§ **Tarea**: Indica, según el texto dado, cuántos escaños obtuvo Podemos en el Parlamento Europeo.

En lo que respecta al éxito del discurso de la dinastía Le Pen en el país galo, se ha debido, en gran parte, al voto xenofóbico y al de los nacionales que están en paro. En España el partido Podemos, más a la izquierda, si cabe, de los antiguos comunistas refundidos bajo Izquierda Unida, ha obtenido cinco escaños en el Parlamento Europeo, convirtiéndose de la noche a la mañana en la cuarta fuerza política del país.

El líder de Podemos es Pablo Iglesias, un profesor de Ciencias Políticas de la Universidad Complutense que ha alcanzado gran popularidad gracias a las tertulias políticas en televisión. Verboso y defensor de los movimientos anti sistema, Iglesias enarbola un ideario populista inspirado, en gran medida, en los preceptos que el desaparecido Hugo Chávez impulsó hace 15 años en Venezuela bajo la bandera del socialismo del siglo XXI y con el auspicio de su mentor Fidel Castro. Precisamente el ideólogo de Podemos es otro profesor, Juan Carlos Monedero, admirador del chavismo y del eje del Alba conformado por los actuales gobernantes de Bolivia, Nicaragua, Ecuador y el propio heredero de Chávez, Nicolás Maduro.

Resultan muy reveladores (por no decir inquietantes) los vídeos en YouTube de Iglesias haciendo alabanzas de Chávez y de su revolución. Con motivo de su muerte, el dirigente de Podemos da una lección televisiva explicando en qué consiste la grandeza del artífice del socialismo del siglo XXI y cómo su mito es un referente universal para las revoluciones que están por hacer.

Son muchos en España los que en estos momentos manifiestan su desencanto con los dos grandes partidos tradicionales, en el centro-derecha el PP y en la socialdemocracia el PSOE. No les falta razón a la hora de ejercer un voto de castigo contra la corrupción institucional, un 24% de desempleo que condena a los más jóvenes al paro y el anquilosamiento de un sistema principalmente bipartidista, cuyas estructuras internas son poco democráticas y con escaso margen para la renovación dentro de los partidos.

§ **Entradas**:
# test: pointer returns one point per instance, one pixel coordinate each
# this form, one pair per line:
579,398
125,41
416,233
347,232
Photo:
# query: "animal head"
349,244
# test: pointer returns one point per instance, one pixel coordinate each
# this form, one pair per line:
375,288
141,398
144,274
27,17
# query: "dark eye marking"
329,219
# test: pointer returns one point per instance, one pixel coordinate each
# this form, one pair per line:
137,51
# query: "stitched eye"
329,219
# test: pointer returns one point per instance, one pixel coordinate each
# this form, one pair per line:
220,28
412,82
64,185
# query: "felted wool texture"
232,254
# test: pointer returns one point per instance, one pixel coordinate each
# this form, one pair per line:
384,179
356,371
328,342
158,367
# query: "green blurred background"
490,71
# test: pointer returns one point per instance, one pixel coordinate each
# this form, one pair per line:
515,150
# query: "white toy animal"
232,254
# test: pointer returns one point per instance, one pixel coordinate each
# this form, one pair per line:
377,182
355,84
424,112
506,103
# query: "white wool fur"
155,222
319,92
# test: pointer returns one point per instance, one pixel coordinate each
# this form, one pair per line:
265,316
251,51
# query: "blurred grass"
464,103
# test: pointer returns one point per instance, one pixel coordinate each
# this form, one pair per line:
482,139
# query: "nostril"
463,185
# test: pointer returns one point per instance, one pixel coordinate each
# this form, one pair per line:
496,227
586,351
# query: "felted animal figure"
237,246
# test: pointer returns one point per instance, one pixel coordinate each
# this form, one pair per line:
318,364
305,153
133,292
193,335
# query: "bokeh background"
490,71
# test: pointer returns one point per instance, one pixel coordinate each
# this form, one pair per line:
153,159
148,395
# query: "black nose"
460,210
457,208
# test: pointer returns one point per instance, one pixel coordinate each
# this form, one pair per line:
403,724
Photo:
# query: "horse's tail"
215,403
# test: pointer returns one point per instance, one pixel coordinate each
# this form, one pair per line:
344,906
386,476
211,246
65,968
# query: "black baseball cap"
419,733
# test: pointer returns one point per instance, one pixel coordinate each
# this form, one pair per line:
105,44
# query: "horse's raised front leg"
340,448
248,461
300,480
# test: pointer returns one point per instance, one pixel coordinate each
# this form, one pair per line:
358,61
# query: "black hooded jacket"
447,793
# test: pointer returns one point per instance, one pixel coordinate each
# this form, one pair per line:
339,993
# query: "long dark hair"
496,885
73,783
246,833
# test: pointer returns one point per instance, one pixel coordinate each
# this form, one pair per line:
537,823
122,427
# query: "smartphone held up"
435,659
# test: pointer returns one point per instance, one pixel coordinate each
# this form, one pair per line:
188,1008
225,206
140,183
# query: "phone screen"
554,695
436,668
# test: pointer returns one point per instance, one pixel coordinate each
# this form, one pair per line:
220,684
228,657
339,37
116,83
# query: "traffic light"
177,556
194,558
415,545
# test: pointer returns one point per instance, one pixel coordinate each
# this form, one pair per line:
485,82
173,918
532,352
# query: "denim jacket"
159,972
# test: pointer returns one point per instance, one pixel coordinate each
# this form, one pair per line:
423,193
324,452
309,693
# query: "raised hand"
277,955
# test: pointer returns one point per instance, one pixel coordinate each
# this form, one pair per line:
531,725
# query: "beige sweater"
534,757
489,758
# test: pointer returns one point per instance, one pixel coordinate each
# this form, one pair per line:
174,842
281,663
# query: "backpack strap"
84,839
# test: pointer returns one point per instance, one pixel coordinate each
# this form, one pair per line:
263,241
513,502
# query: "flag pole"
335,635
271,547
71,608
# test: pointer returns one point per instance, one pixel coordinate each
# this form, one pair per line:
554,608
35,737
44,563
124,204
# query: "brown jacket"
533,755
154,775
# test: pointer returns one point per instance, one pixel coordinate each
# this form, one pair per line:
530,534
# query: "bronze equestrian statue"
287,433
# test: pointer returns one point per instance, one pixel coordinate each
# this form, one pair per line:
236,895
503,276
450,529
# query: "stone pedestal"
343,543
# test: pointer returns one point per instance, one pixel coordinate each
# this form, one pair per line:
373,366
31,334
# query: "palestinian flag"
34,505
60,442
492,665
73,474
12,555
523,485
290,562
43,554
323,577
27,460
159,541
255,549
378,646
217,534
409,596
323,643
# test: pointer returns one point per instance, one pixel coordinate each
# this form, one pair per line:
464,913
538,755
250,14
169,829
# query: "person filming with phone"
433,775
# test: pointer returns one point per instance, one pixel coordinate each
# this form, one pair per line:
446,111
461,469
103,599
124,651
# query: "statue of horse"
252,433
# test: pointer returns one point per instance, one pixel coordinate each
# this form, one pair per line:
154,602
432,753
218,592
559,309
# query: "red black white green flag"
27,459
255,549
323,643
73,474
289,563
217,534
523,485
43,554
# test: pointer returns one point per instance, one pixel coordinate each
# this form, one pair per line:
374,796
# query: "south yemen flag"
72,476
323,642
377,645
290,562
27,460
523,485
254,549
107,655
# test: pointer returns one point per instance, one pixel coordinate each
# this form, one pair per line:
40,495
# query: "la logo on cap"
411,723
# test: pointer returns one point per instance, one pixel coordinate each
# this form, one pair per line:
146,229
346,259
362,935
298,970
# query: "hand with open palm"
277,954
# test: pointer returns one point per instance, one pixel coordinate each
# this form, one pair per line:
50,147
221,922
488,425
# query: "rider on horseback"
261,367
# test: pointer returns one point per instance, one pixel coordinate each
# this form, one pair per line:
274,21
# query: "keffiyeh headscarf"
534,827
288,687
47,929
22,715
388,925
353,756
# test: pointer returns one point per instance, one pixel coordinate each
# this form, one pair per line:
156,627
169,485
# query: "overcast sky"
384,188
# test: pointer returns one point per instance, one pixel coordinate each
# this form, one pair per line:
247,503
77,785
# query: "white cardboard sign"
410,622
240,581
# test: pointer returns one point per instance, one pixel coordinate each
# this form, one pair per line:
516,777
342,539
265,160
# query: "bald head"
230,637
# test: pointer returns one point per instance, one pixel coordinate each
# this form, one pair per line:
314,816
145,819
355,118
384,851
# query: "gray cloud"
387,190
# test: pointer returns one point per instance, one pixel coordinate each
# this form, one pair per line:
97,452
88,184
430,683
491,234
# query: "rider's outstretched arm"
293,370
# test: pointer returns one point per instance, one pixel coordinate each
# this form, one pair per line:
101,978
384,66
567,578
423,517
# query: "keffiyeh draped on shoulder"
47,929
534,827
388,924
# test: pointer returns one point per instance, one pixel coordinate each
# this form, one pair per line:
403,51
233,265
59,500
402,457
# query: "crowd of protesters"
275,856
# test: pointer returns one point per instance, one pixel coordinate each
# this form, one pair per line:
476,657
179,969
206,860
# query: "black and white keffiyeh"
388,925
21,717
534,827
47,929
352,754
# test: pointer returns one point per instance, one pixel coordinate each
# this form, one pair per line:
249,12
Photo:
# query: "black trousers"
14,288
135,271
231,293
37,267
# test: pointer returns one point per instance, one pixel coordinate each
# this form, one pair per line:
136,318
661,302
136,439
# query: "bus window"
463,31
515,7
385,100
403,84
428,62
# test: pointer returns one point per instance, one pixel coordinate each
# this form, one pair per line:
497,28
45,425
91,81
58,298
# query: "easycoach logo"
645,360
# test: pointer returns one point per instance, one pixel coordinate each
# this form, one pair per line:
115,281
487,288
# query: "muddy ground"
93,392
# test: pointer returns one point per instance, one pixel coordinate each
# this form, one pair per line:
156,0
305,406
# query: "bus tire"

§ **Respuesta correcta**: Podemos obtuvo cinco escaños en el Parlamento Europeo.